» Source passage:
Re: DWSTRING revisited (New version)

Post by srvaldez »

thanks Josep Roca 👍
adeyblue
Posts: 350
Joined: Nov 07, 2019 20:08

Re: DWSTRING revisited (New version)

Post by adeyblue »

Josep Roca wrote: Mar 17, 2025 0:03

Code: Select all

PRIVATE FUNCTION DWSTRING.Add (BYREF ansiStr AS STRING, BYVAL nCodePage AS UINT = 0) AS BOOLEAN
   DWSTRING_DP("DWSTRING Add - STRING")
   IF .LEN(ansiStr) = 0 THEN RETURN FALSE
   ' // Create the wide string from the incoming ansi string
   DIM dwLen AS UINT, pbuffer AS ANY PTR
   IF nCodePage = CP_UTF8 THEN
      dwLen = MultiByteToWideChar(CP_UTF8, 0, STRPTR(ansiStr), .LEN(ansiStr), NULL, 0)
      IF dwLen = 0 THEN RETURN FALSE
      dwLen *= 2
      pbuffer = Allocate(dwLen)
      dwLen = MultiByteToWideChar(CP_UTF8, 0, STRPTR(ansiStr), .LEN(ansiStr), pbuffer, dwLen)
      IF dwLen = 0 THEN RETURN FALSE
   ELSE
      dwLen = .LEN(ansiStr)
      dwLen *= 2
      pbuffer = Allocate(dwLen)
      dwLen = MultiByteToWideChar(nCodePage, MB_PRECOMPOSED, STRPTR(ansiStr), .LEN(ansiStr), pbuffer, dwLen)
      IF dwLen = 0 THEN RETURN FALSE
   END IF
   ' // Copy the string into the buffer
   DIM bRes AS BOOLEAN = this.AppendBuffer(pbuffer, dwLen)

» Material:
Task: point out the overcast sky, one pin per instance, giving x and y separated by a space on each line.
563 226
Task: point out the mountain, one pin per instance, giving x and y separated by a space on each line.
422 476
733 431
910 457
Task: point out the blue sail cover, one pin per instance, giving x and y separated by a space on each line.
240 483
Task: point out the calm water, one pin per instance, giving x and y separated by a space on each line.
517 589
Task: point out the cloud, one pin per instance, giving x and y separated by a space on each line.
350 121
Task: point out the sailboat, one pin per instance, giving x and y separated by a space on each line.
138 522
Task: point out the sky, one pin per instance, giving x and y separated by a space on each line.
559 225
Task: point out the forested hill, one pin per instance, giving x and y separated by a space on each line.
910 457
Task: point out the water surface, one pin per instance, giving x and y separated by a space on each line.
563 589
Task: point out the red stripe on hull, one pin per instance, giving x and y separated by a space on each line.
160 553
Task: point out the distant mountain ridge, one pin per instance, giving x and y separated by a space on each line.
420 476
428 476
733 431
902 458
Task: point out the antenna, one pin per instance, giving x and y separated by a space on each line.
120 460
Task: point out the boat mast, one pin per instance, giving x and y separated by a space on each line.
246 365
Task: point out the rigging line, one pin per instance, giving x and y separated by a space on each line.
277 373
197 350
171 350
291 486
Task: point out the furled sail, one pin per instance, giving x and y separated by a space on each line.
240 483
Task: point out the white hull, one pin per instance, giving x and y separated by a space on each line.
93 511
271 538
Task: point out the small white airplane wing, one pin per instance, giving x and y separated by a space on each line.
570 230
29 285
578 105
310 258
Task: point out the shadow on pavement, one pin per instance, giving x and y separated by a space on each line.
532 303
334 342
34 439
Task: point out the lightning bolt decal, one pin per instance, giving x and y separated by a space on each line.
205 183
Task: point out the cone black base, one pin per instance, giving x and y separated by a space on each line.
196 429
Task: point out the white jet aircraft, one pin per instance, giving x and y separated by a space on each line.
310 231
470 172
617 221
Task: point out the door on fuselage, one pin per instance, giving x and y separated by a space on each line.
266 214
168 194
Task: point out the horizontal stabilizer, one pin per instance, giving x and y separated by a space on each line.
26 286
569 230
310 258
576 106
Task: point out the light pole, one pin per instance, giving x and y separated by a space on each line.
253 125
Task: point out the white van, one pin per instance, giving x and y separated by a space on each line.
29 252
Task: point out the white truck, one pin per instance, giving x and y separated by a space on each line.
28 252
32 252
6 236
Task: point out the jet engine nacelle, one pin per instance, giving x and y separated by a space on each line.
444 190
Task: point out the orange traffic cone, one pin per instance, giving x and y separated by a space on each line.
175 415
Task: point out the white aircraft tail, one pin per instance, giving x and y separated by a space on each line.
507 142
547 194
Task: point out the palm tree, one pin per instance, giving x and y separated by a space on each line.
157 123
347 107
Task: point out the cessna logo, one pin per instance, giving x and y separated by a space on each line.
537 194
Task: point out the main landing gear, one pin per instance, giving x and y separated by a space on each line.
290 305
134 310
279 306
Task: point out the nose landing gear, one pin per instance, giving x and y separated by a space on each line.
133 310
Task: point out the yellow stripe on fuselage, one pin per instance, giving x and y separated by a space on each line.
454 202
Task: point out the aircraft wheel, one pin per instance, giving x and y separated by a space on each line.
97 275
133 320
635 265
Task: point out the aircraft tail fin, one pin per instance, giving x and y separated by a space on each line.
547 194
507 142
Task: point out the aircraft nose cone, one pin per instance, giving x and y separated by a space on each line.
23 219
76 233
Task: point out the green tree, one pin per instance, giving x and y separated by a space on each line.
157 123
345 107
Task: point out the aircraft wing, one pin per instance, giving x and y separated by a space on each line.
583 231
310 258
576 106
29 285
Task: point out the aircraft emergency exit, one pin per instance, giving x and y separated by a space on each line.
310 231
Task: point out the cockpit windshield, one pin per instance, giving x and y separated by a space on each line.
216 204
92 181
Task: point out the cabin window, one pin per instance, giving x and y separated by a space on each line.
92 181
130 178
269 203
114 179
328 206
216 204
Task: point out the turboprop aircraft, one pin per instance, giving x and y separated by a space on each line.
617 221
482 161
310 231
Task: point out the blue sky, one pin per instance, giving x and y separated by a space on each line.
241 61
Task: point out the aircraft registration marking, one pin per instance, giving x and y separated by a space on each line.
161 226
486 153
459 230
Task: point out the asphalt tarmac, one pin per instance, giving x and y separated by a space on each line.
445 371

» What the task asks: Rewrite the forum post from "PRIVATE FUNCTION DWSTRING.Add" up to and including "STRPTR(ansiStr), .LEN(ansiStr), NULL, 0)", changing every "dwLen" to "nWideLen". Base your work on the forum post alone.

» Written solution:
PRIVATE FUNCTION DWSTRING.Add (BYREF ansiStr AS STRING, BYVAL nCodePage AS UINT = 0) AS BOOLEAN
   DWSTRING_DP("DWSTRING Add - STRING")
   IF .LEN(ansiStr) = 0 THEN RETURN FALSE
   ' // Create the wide string from the incoming ansi string
   DIM nWideLen AS UINT, pbuffer AS ANY PTR
   IF nCodePage = CP_UTF8 THEN
      nWideLen = MultiByteToWideChar(CP_UTF8, 0, STRPTR(ansiStr), .LEN(ansiStr), NULL, 0)